TEXTO DADO:
Se aprecia así que su visión de la Guerra Civil está muy lejos de la épica de Hemingway y de los intelectuales que de uno y otro bando tomaron posiciones. Hay una actitud de discreta simpatía por la República, realista, no exaltada. Tampoco hay entusiasmo ni exaltación de los valores del pueblo italiano, como se aprecia en el episodio de los brigadistas italianos y los soldados del CTV, un episodio también narrado por André Malraux en La esperanza, que carece del sentido épico que ofrece el escritor francés. Su percepción de la guerra no está en esa línea, más bien en la de Georges Bernanos, autor al que creo que se refiere cuando dice que en el futuro un escritor francés expresará el horror vivido con mejores palabras. La brutalidad homicida que se despliega en la contienda tiene el tono de Los grandes cementerios bajo la luna. Ahí Bernanos escribió que «el imbécil es, ante todo, un ser de costumbres y de prejuicios. Arrancado de su entorno, guarda, entre sus dos válvulas bien cerradas, el agua de la laguna que lo ha alimentado. Pero la vida moderna no solo transporta a los tontos de un lugar a otro, sino que los agita con una especie de furia». Algo de esto se percibe en la galería de personajes que desfilan ante los ojos del protagonista de El antimonio, tontos furiosos, aprovechados y asesinos que imponen su voluntad sobre la gente corriente.

[Entradas del conjunto de datos]
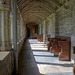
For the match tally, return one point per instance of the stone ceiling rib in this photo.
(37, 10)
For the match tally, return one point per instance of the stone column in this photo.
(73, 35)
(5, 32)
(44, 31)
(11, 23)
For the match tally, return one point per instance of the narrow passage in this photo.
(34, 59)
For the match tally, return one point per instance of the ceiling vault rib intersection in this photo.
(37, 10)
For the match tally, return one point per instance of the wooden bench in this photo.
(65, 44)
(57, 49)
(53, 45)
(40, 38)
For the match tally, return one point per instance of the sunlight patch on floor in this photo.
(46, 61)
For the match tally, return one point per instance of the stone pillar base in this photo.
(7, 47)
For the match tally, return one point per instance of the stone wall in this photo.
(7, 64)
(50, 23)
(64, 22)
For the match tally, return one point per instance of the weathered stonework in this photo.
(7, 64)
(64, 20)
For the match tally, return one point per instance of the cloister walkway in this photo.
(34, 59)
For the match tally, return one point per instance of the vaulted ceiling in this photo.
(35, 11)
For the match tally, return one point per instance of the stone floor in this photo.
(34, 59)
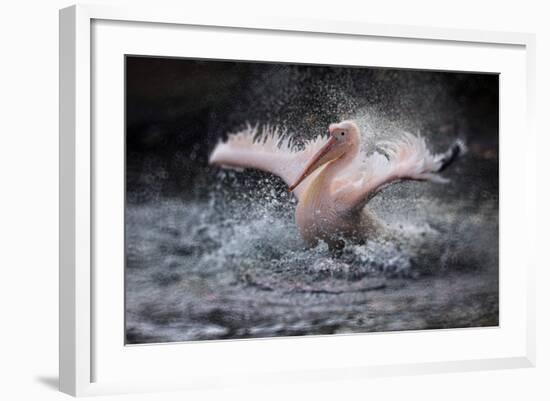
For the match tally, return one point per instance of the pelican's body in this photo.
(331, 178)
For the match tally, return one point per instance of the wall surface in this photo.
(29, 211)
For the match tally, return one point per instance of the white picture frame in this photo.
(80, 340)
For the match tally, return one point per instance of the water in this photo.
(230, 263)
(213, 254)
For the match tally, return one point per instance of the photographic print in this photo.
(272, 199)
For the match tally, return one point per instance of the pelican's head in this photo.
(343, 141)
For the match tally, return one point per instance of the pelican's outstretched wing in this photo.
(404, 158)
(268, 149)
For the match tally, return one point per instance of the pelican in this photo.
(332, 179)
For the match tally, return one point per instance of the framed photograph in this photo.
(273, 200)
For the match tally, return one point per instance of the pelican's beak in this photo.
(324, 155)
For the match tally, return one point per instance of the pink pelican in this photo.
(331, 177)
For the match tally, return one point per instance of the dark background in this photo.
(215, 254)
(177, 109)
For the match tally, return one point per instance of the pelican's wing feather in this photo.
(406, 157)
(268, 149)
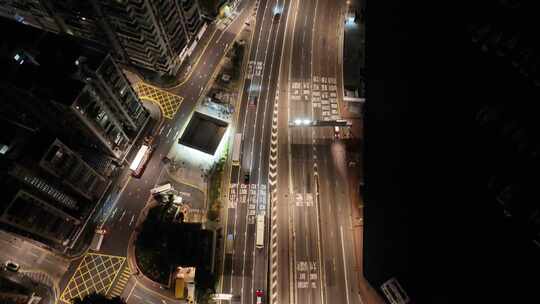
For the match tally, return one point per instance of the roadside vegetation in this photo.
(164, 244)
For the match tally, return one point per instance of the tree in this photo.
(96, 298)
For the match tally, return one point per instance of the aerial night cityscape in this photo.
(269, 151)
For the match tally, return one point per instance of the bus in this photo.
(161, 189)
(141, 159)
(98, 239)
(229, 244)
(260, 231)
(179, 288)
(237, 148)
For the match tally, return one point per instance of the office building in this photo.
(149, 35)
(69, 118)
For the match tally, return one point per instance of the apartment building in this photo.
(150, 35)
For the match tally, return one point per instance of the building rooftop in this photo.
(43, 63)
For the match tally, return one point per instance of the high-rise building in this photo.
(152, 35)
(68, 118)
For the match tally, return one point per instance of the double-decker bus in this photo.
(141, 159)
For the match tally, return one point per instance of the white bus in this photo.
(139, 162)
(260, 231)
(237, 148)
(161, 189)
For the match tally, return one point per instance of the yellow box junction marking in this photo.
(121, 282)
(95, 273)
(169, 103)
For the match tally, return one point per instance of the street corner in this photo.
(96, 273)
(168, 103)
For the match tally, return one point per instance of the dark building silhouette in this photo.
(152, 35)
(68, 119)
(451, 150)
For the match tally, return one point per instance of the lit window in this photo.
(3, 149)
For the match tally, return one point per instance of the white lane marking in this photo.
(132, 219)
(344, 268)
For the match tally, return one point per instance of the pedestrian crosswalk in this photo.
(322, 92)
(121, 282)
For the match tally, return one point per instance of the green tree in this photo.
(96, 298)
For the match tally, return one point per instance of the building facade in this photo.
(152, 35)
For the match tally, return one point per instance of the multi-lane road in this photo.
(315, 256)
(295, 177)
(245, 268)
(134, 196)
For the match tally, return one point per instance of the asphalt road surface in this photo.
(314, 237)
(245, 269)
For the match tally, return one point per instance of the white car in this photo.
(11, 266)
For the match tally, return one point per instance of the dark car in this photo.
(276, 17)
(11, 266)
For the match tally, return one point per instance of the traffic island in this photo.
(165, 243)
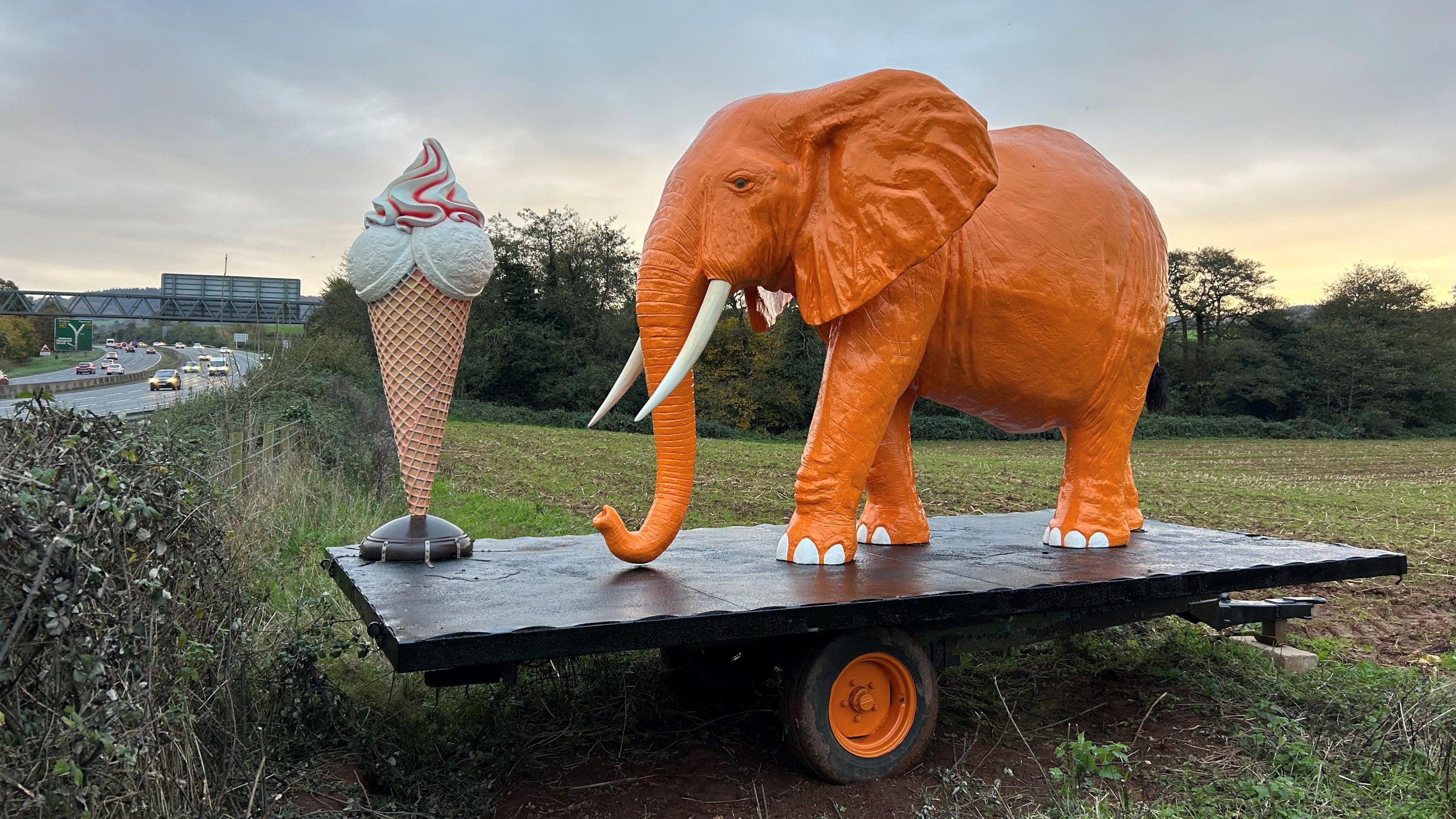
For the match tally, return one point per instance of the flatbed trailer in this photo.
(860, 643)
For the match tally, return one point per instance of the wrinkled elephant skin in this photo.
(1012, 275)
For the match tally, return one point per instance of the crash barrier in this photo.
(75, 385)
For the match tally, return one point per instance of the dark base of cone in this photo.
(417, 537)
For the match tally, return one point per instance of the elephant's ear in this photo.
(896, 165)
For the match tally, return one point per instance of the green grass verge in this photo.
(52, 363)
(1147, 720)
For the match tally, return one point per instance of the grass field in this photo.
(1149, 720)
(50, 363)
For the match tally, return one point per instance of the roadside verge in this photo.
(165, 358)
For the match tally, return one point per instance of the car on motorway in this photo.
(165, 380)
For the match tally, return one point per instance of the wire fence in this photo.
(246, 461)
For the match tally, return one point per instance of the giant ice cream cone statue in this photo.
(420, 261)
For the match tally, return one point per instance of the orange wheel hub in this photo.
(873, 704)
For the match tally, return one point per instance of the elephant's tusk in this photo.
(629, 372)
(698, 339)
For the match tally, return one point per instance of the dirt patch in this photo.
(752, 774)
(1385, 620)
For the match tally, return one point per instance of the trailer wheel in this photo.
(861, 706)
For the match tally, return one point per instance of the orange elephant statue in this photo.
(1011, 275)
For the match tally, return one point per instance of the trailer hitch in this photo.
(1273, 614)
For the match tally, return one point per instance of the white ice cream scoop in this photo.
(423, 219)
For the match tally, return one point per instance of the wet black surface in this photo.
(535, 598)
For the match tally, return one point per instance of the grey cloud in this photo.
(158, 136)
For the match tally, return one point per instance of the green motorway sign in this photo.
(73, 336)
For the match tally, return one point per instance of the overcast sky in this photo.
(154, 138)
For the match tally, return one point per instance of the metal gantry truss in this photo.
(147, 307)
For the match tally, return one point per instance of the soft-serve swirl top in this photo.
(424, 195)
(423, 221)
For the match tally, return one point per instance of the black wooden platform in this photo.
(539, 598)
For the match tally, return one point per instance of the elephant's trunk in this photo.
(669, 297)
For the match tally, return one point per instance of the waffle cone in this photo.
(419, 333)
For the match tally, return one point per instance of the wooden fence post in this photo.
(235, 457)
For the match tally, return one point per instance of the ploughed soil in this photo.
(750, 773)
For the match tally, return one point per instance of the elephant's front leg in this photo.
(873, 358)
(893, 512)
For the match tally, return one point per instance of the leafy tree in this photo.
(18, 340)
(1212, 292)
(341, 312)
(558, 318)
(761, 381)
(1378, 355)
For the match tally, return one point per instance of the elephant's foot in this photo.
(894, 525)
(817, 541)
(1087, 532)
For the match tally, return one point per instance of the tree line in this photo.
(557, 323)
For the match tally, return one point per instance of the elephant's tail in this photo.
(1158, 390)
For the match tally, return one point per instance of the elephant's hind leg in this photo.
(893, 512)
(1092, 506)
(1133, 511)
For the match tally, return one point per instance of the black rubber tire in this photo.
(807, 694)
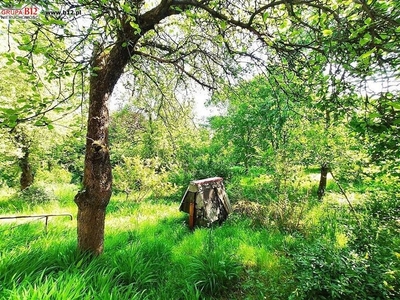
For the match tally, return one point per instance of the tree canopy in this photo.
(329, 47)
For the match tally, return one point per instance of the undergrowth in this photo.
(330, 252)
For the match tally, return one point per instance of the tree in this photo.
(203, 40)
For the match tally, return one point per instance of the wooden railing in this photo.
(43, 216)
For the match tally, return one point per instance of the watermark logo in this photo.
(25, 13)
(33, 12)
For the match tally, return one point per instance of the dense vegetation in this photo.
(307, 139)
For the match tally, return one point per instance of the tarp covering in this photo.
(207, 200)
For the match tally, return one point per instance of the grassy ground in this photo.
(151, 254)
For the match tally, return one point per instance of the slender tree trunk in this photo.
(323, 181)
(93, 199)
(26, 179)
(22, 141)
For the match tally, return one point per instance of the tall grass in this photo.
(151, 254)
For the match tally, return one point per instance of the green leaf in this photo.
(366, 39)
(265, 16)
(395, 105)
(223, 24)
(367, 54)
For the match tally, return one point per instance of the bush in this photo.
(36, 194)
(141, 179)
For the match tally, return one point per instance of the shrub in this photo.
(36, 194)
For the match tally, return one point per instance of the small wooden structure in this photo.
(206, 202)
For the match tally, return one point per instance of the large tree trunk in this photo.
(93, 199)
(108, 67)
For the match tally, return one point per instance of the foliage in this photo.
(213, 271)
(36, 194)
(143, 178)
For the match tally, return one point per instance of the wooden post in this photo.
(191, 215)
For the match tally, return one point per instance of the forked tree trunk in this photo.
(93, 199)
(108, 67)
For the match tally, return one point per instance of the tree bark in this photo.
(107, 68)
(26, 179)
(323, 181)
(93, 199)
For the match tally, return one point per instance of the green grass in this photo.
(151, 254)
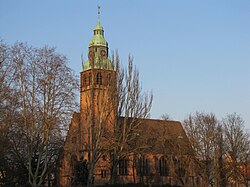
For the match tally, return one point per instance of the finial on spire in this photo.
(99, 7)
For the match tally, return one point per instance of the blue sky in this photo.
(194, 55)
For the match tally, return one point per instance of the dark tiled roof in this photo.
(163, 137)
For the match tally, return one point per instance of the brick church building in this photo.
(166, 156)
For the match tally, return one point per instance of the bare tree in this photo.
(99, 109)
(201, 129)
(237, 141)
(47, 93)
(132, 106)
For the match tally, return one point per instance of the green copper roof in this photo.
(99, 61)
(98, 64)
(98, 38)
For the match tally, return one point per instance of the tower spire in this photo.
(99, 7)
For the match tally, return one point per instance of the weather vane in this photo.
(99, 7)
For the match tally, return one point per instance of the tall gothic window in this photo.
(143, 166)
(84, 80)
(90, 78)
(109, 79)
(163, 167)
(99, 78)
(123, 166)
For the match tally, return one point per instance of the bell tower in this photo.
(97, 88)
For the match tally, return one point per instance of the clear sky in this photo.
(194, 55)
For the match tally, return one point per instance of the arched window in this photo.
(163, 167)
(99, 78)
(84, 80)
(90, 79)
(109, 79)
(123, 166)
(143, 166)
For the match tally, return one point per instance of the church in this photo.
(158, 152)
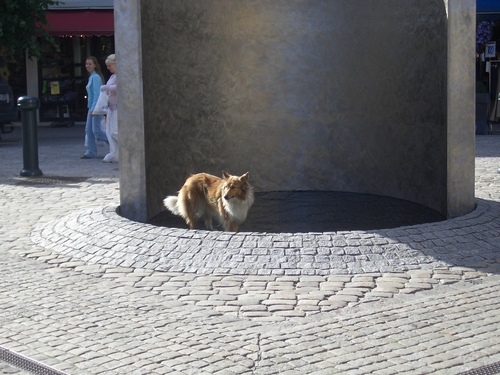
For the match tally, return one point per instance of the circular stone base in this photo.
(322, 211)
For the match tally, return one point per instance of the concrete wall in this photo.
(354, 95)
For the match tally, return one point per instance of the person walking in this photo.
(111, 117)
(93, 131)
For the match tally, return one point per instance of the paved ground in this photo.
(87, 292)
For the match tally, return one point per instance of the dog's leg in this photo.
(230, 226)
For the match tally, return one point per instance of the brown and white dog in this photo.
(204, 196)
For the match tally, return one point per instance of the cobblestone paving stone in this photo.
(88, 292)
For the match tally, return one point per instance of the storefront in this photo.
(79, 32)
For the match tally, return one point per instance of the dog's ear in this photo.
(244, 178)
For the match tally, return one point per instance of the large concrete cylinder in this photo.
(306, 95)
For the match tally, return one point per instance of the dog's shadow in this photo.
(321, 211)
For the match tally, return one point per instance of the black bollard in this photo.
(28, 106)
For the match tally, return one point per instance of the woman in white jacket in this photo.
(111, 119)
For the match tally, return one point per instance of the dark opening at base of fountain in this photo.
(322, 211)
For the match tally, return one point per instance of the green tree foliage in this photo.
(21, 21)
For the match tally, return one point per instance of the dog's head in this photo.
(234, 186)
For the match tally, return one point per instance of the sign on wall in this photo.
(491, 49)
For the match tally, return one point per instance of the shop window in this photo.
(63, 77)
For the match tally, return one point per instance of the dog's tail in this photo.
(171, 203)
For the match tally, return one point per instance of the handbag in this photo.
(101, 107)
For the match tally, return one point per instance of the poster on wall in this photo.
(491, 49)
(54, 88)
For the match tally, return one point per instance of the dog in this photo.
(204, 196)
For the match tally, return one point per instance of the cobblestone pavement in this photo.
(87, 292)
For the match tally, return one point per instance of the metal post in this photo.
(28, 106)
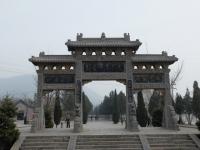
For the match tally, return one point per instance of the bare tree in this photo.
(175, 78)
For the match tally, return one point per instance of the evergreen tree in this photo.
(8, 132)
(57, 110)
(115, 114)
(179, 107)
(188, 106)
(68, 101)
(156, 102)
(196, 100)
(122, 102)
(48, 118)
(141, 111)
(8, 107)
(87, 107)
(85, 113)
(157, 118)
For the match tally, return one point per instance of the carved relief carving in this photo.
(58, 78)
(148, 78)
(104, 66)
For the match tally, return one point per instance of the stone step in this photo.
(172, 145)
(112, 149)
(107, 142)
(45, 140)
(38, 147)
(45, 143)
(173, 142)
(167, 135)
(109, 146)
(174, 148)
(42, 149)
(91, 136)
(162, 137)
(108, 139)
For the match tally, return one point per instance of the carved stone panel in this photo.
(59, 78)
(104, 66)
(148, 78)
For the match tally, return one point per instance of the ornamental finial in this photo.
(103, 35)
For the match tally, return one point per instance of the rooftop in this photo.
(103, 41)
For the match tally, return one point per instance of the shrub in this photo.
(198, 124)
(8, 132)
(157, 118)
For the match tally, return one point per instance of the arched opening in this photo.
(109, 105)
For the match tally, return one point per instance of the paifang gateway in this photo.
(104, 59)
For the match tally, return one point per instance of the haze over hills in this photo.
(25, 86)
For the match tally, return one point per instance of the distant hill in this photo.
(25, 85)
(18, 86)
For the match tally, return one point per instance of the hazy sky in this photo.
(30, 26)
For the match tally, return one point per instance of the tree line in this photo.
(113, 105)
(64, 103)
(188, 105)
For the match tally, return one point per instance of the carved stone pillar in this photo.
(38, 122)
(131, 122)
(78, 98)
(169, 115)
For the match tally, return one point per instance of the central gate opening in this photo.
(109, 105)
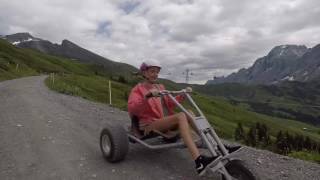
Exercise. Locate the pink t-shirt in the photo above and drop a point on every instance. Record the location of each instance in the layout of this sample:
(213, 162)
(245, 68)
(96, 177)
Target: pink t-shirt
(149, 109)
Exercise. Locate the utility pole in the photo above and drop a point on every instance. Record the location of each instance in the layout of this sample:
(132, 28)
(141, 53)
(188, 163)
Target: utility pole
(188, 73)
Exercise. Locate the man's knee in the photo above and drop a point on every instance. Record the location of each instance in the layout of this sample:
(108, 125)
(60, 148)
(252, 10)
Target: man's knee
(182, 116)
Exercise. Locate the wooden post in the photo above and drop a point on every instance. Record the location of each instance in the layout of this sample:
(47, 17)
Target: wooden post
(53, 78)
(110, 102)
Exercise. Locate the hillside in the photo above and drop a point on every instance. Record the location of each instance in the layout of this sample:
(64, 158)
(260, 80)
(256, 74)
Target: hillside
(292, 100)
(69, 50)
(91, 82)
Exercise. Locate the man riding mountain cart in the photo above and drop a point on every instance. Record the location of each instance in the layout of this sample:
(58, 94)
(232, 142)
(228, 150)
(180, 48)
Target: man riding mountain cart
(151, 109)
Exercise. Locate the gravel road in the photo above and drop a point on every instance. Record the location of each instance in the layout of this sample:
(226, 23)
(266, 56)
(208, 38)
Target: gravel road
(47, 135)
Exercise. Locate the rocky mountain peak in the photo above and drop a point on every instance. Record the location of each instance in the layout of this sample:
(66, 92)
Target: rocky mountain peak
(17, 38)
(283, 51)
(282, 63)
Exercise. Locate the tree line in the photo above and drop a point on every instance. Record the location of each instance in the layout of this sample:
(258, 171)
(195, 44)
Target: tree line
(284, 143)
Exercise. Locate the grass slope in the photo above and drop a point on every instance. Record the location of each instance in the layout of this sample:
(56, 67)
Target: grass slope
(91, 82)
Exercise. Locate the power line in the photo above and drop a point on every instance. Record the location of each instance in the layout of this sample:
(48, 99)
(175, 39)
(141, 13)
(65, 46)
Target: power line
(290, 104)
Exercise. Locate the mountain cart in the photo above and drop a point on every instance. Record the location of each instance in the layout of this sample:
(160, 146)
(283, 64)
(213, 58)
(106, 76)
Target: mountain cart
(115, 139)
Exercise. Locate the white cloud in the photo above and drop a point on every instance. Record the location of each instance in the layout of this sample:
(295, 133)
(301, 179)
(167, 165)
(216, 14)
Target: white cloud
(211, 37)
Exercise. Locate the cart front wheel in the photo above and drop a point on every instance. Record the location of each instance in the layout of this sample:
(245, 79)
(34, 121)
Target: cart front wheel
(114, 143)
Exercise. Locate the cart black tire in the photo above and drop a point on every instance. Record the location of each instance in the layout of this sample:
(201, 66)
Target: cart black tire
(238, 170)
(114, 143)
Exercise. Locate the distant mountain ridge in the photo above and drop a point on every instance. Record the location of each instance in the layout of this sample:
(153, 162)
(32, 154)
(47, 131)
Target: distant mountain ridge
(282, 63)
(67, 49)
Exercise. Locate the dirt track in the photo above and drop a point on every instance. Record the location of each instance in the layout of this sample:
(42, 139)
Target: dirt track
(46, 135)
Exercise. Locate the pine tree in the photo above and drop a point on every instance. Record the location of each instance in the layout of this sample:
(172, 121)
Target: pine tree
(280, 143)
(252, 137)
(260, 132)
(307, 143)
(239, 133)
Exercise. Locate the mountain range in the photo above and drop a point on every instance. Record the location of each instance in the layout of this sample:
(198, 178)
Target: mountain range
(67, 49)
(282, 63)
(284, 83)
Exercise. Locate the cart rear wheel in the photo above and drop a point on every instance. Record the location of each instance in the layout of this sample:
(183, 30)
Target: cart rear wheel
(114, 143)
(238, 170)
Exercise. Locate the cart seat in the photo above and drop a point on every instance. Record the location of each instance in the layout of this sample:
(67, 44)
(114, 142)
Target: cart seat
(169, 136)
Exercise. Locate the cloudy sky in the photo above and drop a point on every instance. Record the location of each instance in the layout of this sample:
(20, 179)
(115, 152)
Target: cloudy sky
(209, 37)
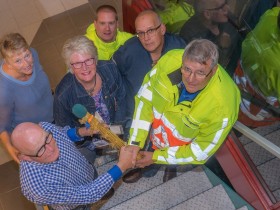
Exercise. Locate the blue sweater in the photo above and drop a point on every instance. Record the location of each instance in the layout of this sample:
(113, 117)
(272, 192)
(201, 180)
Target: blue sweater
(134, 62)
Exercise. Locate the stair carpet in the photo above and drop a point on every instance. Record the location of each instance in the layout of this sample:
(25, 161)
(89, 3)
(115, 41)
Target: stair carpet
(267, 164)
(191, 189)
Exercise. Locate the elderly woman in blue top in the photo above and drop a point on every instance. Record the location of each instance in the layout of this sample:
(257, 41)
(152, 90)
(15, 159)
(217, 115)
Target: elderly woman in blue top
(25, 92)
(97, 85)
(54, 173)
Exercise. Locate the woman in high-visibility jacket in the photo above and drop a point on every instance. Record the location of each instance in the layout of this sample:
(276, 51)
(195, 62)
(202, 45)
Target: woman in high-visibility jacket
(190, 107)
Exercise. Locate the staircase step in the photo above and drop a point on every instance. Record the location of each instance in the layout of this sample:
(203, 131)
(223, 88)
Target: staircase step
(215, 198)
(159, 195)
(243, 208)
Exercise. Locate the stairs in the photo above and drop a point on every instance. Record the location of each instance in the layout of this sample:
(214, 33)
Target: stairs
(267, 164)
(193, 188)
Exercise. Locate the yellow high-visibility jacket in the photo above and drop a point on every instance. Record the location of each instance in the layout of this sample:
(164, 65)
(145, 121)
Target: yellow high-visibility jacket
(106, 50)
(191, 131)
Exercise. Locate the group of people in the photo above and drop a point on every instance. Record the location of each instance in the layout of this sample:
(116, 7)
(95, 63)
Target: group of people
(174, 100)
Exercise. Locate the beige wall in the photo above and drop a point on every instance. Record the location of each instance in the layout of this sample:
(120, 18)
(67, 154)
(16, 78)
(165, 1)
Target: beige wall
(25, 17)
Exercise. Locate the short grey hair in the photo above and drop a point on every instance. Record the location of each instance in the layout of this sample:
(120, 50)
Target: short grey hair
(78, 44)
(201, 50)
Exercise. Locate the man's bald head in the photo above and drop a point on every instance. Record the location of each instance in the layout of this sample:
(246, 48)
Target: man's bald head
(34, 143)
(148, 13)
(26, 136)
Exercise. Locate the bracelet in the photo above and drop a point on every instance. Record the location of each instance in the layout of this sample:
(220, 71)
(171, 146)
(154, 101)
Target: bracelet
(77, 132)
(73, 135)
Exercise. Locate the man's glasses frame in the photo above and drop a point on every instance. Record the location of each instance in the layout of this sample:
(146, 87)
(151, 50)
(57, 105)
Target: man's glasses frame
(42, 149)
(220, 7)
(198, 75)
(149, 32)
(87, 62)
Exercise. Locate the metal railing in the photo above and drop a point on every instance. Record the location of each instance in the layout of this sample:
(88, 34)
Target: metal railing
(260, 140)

TAREAS:
**1)** Según el texto sobre El antimonio, ¿qué actitud hacia la República se percibe en su visión de la Guerra Civil?
**2)** Prolonga el texto sobre El antimonio a partir de su última oración.

RESULTADOS ESPERADOS:
**1)** Una actitud de discreta simpatía por la República, realista y no exaltada.

**2)**
El hombre corriente es depositario de la virtud. Es la forma en que Sciascia contempla al ciudadano, un hombre corriente que nunca había engañado a su mujer ni abandonado a sus amigos, que hace su trabajo cada día, que vive ajeno al «vasto e inagotable juego de doble verdad» de la política. Es la gente corriente la que no puede permitirse el lujo de ser doble porque ha de trabajar duro para seguir adelante y, en eso Sicilia, Italia, no se diferencia mucho de España. Sus palabras me recuerdan otras de Galdós quien en La segunda casaca expresó su pesimismo respecto a las oligarquías, «un conjunto tan horrible de ignorancia, de mala fe, de corrupción, de debilidad, que recelo esté el mal demasiado hondo para que lo puedan remediar los revolucionarios». Como Galdós, Sciascia no tiene fe en la revolución, pero sí en la reforma, en la Ilustración, la razón y el pensamiento crítico como únicas respuestas que ponen freno a la desmedida codicia, avaricia y amoralidad de quienes detentan el poder. Él mismo adoptó para definirse un calificativo que un crítico le puso en forma de reproche: Sciascia era un «escéptico inactivo», pero, agregaba él, con «ideas firmes» (tenace concetto).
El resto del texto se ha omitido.